## Text segment
Anonymous Monk has asked for the wisdom of the Perl Monks concerning the following question:

hi monks

I am having problems fetching files from some sort of URIs. I used LWP::UserAgent (same problem) but now I changed to File::Fetch as it seems to me quite suitable for my task. I came out with this:

#!/usr/bin/perl use strict; use warnings; use File::Fetch; my $url=" http://www.ekey.net/downloads-475?download=2132cbe2-2fb1-eef +f-583c-50a39b6aba6c&name=v2_ITA_12-Seiter_Programm_1207_web.pdf"; print "Downloading $url\n"; my $ff = File::Fetch->new(uri => $url); my $where = $ff->fetch( to => "ekey corpus" ) or $ff->error;

The file definitivly exists in that location. Compy and paste in Firefox and you get promped to download the file (Firefox knows the file names starts after the last "=").

Any idea why this does no work?

Replies are listed 'Best First'.
Re: Fetch Problem uri
by Perlbotics (Archbishop) on Jul 04, 2015 at 09:51 UTC

    Works for me when I remove the leading whitespace from $url ;-)

    Update (2nd question - see below): Change destination filename.

    Seems, that the module did not provide a setter-method to change the output_file()? I'll notify the author later...

## Aim 1
In the Perl download thread, swap "Firefox" for "Chrome" in the stretch from "#!/usr/bin/perl use strict;" through "from $url ;-)", and write that stretch out.
## Aim 2
Extend the Perl Monks thread about the failed file download, picking up after its last line.

## Data supplied

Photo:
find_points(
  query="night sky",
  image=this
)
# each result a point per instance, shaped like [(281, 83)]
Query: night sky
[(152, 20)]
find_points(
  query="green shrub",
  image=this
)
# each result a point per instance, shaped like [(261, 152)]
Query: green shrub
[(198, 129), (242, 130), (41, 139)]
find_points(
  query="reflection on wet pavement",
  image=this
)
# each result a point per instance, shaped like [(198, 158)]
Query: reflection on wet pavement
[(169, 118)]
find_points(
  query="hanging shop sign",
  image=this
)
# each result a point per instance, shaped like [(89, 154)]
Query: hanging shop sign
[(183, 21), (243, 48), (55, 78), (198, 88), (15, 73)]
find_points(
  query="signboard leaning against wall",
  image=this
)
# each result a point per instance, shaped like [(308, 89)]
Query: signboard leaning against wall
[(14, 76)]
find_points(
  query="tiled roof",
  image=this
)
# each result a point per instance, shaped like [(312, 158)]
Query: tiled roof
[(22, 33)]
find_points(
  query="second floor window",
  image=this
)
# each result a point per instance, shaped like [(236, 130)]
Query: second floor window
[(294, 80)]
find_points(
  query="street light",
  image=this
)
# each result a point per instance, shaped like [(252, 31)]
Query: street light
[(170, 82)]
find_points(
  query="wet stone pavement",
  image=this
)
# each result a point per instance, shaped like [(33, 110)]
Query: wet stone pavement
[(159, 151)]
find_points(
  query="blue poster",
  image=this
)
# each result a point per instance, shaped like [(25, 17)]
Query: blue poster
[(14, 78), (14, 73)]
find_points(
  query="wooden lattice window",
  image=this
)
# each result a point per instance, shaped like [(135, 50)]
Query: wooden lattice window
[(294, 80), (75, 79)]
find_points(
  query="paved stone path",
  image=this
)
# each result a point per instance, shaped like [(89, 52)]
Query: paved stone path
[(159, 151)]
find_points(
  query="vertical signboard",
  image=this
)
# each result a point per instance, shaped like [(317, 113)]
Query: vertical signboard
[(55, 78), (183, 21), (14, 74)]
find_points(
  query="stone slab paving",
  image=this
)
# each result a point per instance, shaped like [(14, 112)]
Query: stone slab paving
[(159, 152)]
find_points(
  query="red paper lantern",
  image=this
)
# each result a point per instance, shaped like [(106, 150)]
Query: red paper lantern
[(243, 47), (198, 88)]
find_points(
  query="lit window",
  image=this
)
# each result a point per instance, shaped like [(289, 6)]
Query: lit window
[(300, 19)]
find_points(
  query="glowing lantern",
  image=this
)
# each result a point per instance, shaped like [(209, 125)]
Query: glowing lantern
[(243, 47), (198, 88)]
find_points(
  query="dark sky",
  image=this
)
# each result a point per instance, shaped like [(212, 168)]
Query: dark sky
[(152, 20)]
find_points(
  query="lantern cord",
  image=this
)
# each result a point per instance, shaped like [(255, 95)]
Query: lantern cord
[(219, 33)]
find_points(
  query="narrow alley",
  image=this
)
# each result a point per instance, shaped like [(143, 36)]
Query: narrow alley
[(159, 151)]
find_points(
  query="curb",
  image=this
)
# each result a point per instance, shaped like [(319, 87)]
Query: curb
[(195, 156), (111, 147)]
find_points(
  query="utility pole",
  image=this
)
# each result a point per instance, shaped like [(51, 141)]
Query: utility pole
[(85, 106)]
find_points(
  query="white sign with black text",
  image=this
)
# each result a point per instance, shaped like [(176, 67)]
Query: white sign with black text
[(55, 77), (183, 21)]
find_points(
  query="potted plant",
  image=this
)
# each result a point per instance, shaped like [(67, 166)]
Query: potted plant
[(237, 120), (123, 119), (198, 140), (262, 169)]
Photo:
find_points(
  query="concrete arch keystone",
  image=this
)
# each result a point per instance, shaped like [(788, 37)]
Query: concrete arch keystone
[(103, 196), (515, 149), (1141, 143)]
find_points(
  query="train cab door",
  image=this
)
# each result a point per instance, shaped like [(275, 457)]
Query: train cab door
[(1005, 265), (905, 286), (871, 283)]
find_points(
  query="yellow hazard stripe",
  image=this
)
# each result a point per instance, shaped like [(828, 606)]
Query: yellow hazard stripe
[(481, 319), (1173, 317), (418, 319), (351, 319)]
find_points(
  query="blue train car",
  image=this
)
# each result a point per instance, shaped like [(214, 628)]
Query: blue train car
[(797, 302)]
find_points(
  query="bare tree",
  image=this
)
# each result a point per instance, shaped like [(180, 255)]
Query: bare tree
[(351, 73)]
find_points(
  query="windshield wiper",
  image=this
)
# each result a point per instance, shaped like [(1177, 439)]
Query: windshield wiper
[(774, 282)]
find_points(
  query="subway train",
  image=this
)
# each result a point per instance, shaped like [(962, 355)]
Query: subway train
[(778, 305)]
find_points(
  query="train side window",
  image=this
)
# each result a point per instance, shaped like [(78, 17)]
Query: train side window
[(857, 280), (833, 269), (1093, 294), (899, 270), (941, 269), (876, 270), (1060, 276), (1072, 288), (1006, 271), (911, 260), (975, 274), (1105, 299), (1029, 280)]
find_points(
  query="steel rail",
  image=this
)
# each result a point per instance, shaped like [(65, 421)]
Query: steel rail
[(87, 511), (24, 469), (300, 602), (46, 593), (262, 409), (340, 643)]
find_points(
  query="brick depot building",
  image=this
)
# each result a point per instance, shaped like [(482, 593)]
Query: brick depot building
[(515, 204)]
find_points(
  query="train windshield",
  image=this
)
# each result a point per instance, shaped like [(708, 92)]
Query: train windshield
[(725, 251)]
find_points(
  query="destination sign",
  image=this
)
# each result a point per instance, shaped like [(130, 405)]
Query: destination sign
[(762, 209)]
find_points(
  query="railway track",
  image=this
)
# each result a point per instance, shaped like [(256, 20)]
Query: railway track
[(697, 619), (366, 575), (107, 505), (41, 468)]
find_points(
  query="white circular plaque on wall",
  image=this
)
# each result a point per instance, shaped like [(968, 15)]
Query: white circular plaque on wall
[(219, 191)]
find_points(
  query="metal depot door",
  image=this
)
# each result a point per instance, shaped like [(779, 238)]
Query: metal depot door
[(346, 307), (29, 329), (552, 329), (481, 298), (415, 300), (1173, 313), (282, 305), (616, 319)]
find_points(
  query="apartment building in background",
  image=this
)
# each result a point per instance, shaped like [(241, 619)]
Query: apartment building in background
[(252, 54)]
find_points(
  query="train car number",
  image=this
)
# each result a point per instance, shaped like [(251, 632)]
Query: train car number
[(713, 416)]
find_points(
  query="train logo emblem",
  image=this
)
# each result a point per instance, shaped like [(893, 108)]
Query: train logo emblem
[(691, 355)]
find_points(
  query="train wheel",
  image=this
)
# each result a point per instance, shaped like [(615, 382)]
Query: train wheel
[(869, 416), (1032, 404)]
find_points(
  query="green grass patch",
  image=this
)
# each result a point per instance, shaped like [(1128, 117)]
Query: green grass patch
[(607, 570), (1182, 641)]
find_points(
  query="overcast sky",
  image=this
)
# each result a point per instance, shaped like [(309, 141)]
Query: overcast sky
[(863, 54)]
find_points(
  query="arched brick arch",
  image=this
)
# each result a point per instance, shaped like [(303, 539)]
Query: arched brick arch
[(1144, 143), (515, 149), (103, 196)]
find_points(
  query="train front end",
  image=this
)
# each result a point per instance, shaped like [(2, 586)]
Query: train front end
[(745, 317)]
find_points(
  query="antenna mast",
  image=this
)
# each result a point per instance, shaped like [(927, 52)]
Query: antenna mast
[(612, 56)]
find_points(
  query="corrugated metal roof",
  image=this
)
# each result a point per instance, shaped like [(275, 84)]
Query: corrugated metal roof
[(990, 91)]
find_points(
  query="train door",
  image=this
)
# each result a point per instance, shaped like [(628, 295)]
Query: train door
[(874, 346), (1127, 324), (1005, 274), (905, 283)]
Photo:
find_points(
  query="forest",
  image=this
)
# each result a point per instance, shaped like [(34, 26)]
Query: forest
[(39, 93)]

## Right answer 1
#!/usr/bin/perl use strict; use warnings; use File::Fetch; my $url=" http://www.ekey.net/downloads-475?download=2132cbe2-2fb1-eef +f-583c-50a39b6aba6c&name=v2_ITA_12-Seiter_Programm_1207_web.pdf"; print "Downloading $url\n"; my $ff = File::Fetch->new(uri => $url); my $where = $ff->fetch( to => "ekey corpus" ) or $ff->error;

The file definitivly exists in that location. Compy and paste in Chrome and you get promped to download the file (Chrome knows the file names starts after the last "=").

Any idea why this does no work?

Replies are listed 'Best First'.
Re: Fetch Problem uri
by Perlbotics (Archbishop) on Jul 04, 2015 at 09:51 UTC

    Works for me when I remove the leading whitespace from $url ;-)

## Right answer 2
    This monkeypatch should correct that:

    #!/usr/bin/perl use strict; use warnings; use File::Fetch; my $url="http://www.ekey.net/downloads-475?download=2132cbe2-2fb1-eeff +-583c-50a39b6aba6c&name=v2_ITA_12-Seiter_Programm_1207_web$ print "Downloading $url\n"; my $ff = File::Fetch->new(uri => $url); { #-- ugly patch package File::Fetch; print "PATCHED: ", __PACKAGE__, " version $VERSION!\n"; #-- patche +d line#0 sub output_file { my $self = shift; my $file = $self->file; $self->{_out} = $_[0] if $_[0]; #-- patche +d line#1 return $self->{_out} if $self->{_out}; #-- patche +d line#2 $file =~ s/\?.*$//g; $file ||= $self->file_default; return $file; } } package main; print "Before: ", $ff->output_file,"\n"; $ff->output_file("i-probably-violate-terms-of-use.pdf"); #-- or extra +ct name from URI using a regex print "After : ", $ff->output_file,"\n"; my $where = $ff->fetch( to => "ekey corpus" ) or $ff->error;
    Result:
    ... PATCHED: File::Fetch version 0.48! Before: downloads-475 After : i-probably-violate-terms-of-use.pdf ...
    Fixing this problem by use of parent is left as an exercise to the AM...

      Oh, what an idiot! Thank you.

      There is anyway I smaller problem. The filename is wrongly parsed so that I get a file called downloads-475 (without .pdf). Any idea why? Or do I just have to try to parse it correctly by myself?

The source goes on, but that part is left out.